____ EXCERPTED TEXT

I’m not quite sure when the word stress became so prominent in the modern vocabulary. When I was growing up the word was seldom used.

My mother, a father’s wife and busy homemaker and mother of five, never mentioned the word stress in our hearing, and I know she was often times pushed to the limits of her endurance. She certainly never mentioned the possibility of enrolling in a stress seminar. That’s because there was no such thing as a stress seminar in the 1950s and 1960s.

World War II was still fresh in everyone’s memory. Consequently, hardship, difficulty and sacrifice were considered a part of the human experience.

Our eldest son began to use the word stress rather handily when he was attending college. He would call home from time to time and lament, “Mom, dad, I am so stressed.”

I had difficulty understanding his dilemma as I did not remember stress being a part of my college experience. It’s not that I didn’t have some tense moments and a few close calls and at least one broken heart, but stress? I don’t remember feeling stressed.

The greatest teacher in human history warned of perilous times. The word perilous can mean dangerous, risky, uncertain, which leads to another phrase, as in, stressful times. And these are certainly stressful times — made more stressful by words and phrases like unsustainable and pandemic and systemic racism and social distancing and — who would have imagined it — masking.

Speaking of social distancing and masking, this writer believes they are both needful and necessary in our continuing fight against the COVID-19 … to a point. But it is getting to the point that social distancing and masking are beginning to add more stress to an already stress-filled world.

Quite frankly, we have come to a time when people just don’t smile enough. I miss seeing the smiles of the few who do. It’s hard to see a smile when it is covered with a mask. There are a few precious souls who have the gift of smiling with their eyes, but sadly, they are few and far between.

So, here are a few suggestions to help better handle the stress of our times.

Take a walk. Dr. Norman Vincent Peale, author of the multi-million selling book, “The Power of Positive Thinking,” was a great believer in taking a daily walk. Dr. Peale pastored Marble Collegiate Church in New York City and remained busy on the professional speaking circuit well into his 80s. He was known to take a one-mile walk each day.

________
____ PROVIDED MATERIAL

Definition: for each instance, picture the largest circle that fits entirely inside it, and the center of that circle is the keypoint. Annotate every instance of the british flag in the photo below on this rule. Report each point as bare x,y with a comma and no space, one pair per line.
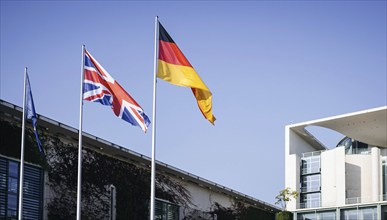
100,86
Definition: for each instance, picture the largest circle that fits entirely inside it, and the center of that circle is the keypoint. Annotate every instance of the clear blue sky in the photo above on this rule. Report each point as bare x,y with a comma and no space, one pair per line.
267,63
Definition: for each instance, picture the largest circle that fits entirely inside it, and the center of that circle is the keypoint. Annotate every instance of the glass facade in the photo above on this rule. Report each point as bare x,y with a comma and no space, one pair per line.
323,215
166,211
359,214
9,190
353,147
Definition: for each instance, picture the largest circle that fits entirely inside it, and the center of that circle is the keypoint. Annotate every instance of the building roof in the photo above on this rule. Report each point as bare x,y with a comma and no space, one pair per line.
119,152
368,126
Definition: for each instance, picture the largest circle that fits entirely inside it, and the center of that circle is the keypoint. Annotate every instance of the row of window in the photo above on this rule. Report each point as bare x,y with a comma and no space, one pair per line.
9,188
33,194
368,213
310,192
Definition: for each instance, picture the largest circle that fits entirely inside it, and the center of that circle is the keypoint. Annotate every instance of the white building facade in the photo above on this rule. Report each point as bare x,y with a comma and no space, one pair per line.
343,182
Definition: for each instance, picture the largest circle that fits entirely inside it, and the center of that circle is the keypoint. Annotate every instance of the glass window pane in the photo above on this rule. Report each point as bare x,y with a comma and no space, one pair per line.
12,185
13,169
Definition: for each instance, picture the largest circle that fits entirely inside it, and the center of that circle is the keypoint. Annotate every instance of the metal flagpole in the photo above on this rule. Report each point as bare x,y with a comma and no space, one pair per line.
153,165
79,201
20,213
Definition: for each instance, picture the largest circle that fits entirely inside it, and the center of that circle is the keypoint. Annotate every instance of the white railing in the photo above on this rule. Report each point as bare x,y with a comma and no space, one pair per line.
356,200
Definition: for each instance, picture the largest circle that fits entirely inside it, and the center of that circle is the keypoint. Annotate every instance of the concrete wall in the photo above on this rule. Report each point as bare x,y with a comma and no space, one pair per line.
294,147
358,177
333,177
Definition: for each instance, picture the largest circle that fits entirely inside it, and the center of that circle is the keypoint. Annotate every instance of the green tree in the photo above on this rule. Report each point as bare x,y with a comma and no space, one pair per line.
283,198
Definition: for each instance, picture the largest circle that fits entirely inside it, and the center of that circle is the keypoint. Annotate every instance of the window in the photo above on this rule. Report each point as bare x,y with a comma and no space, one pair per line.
9,190
359,214
310,183
325,215
310,164
166,211
310,200
353,146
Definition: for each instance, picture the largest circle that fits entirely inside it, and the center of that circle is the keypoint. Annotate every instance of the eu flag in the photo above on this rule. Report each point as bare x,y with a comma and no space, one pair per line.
30,112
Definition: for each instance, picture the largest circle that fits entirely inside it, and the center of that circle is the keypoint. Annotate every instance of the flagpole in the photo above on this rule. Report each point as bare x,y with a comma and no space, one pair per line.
153,165
79,201
20,212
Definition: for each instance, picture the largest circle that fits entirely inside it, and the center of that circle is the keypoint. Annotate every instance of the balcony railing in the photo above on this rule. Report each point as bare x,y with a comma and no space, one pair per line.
312,204
310,170
311,154
356,200
310,189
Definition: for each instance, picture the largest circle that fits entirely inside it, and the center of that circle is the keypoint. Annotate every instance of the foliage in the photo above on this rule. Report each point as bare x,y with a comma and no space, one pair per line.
284,215
98,172
285,196
240,211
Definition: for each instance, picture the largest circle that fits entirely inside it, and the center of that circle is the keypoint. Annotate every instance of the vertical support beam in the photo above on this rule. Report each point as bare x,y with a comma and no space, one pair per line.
375,173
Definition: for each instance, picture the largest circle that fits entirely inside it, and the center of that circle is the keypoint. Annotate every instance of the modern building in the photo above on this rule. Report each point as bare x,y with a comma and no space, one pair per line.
347,181
115,180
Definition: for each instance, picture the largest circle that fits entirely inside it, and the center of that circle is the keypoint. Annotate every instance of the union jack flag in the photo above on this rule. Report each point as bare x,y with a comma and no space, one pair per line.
100,86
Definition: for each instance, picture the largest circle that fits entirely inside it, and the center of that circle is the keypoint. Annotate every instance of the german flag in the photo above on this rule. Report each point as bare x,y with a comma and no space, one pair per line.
174,68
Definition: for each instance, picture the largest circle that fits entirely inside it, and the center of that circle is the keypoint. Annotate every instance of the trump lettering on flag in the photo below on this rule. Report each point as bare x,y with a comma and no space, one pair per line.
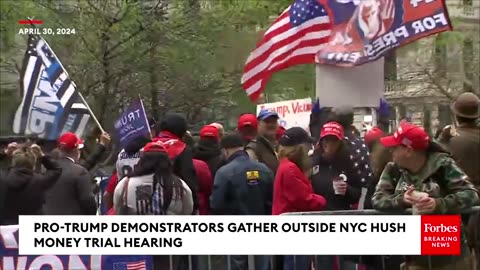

________

TASK LIST:
1. Answer from the essay on stress:
(a) In which decades was there no such thing as a stress seminar?
(b) Who in the writer's family began using the word stress while attending college?
(c) How far did Dr. Norman Vincent Peale walk each day?
2. Extend the essay on stress beyond its final sentence, carrying on in the same voice.

RESULTS IN ORDER:
1.
(a) The 1950s and 1960s
(b) The writer's eldest son
(c) One mile

2.
He was oft to say, “Miss a meal if you must, but don’t miss taking a walk.” My late mother offered many maxims, especially in her later years. One of my favorites was, “Work as long as you can, and keep moving.” The human body was built to move. Take a walk. It is a great stress reliever.

Keep in touch. Masks and social distancing are driving us farther apart, literally. Call up a friend and inquire as to how they are doing. Concentrate on being a good listener. Everyone needs a chance to share their feelings and their point of view.

Hug somebody. I know. I know. We are being conditioned to avoid shaking hands, so hugs are definitely off limits. I saw a sign in a hotel lobby this past weekend which suggested “keeping physical contact to a minimum” by “nodding,” “waving,” “saluting,” “elbow bumping,” “hat tipping,” and “foot shaking?” I’m not for foot shaking. Some one might think you were trying to trip them.

Back to hugging. Under current medical guidelines, one should avoid the indiscriminate hugging of the general public. However, may I make a suggestion? Within the safe confines of home and family, for heaven’s sake, hug the people you love. Hug your wife. Hug your husband. Hug your children. Hug your grandchildren. Hug your dog. We human beings (at least most of us) need to experience physical contact. It’s a great stress beater.

Stay connected to your spiritual roots. Don’t lose sight of the big picture. As my brother use to say about issues which we found stressful, “It won’t matter a hundred years from now.”